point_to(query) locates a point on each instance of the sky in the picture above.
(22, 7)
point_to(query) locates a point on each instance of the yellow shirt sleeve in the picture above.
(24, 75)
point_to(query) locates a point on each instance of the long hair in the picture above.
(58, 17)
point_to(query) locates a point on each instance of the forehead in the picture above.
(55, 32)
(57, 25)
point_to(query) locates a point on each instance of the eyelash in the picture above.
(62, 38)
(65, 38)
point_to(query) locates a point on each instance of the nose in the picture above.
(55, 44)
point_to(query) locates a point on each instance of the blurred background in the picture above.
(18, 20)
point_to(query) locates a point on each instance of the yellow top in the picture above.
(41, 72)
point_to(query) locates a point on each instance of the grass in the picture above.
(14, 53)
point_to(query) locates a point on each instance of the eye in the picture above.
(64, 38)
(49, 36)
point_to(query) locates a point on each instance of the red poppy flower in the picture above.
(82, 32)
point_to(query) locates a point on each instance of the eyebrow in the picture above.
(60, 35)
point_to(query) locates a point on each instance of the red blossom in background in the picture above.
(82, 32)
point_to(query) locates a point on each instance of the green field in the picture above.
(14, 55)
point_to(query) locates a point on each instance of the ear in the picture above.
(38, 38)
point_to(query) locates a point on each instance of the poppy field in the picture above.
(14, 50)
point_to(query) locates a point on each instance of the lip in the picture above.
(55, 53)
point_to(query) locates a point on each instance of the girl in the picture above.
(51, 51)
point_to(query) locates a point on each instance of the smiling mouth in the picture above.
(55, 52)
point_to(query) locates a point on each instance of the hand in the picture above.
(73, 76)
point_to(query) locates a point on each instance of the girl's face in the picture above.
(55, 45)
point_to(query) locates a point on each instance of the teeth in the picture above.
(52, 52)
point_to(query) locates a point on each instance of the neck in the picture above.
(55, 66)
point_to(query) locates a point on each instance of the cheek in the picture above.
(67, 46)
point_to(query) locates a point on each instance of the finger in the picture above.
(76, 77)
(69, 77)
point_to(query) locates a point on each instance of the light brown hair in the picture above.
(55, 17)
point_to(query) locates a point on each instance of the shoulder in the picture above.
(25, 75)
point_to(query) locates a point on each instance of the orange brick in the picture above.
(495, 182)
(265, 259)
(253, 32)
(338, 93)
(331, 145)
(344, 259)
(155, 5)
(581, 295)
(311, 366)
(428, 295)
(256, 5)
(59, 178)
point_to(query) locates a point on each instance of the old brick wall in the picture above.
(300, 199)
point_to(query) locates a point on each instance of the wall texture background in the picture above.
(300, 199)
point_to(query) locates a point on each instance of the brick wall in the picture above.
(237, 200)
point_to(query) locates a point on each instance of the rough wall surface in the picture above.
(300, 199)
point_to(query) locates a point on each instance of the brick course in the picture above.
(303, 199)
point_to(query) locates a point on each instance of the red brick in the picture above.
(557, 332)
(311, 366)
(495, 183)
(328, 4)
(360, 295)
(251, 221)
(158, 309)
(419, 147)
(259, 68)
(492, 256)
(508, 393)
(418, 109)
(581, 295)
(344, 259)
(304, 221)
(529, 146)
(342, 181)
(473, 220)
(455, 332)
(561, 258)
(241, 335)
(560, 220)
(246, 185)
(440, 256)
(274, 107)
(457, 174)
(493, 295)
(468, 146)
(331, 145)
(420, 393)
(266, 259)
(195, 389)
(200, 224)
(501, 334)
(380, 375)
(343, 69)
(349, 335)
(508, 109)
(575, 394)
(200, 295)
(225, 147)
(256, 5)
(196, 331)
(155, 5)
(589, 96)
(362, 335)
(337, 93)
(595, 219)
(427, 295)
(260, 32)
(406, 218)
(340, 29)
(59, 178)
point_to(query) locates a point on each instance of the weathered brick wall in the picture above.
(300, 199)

+++

Set down only these lines, exactly: the line containing "point_to(query) locates a point on each instance of the teeth" and each line after it, through the end of the listing.

point_to(query) locates a point on each instance of the teeth in the picture above.
(52, 52)
point_to(query) locates a point on each instance of the neck in the picture above.
(55, 66)
point_to(query) locates a point on each instance of the cheek in the picture above.
(67, 46)
point_to(query) locates a point on each instance of the finger in the picture above.
(76, 77)
(69, 77)
point_to(query) locates a point on each instance of the light brown hair in the picture above.
(55, 17)
point_to(query) locates a point on each instance of the shoulder in the picture above.
(25, 75)
point_to(query) locates a point on each instance of the orange brick in the picture above.
(495, 182)
(265, 259)
(253, 32)
(338, 93)
(331, 145)
(344, 259)
(155, 5)
(581, 295)
(311, 366)
(428, 295)
(256, 5)
(59, 178)
point_to(query) locates a point on each instance of the old brick wall in the picture above.
(300, 199)
point_to(query) locates a point on each instance of the wall texture background in the picture above.
(300, 199)
point_to(query) locates a point on each instance of the brick wall in the picture above.
(237, 200)
point_to(query) locates a point on each instance of the rough wall surface in the picture above.
(300, 199)
point_to(query) locates a point on each instance of the brick course in the picture above.
(303, 199)
point_to(query) locates a point on each instance of the red brick in the picture above.
(557, 332)
(311, 366)
(495, 183)
(328, 4)
(360, 295)
(251, 221)
(158, 309)
(419, 147)
(259, 68)
(492, 256)
(508, 393)
(418, 109)
(581, 295)
(344, 259)
(304, 221)
(529, 146)
(342, 181)
(473, 220)
(455, 332)
(561, 258)
(241, 335)
(560, 220)
(246, 185)
(440, 256)
(274, 107)
(457, 174)
(493, 295)
(468, 146)
(331, 145)
(420, 393)
(266, 259)
(195, 389)
(200, 224)
(501, 334)
(380, 375)
(343, 69)
(349, 335)
(508, 109)
(575, 394)
(200, 295)
(225, 147)
(256, 5)
(196, 331)
(155, 5)
(589, 96)
(362, 335)
(337, 93)
(595, 219)
(427, 295)
(260, 32)
(406, 218)
(340, 29)
(59, 178)
point_to(query) locates a point on each instance of the weathered brick wall in the picture above.
(300, 199)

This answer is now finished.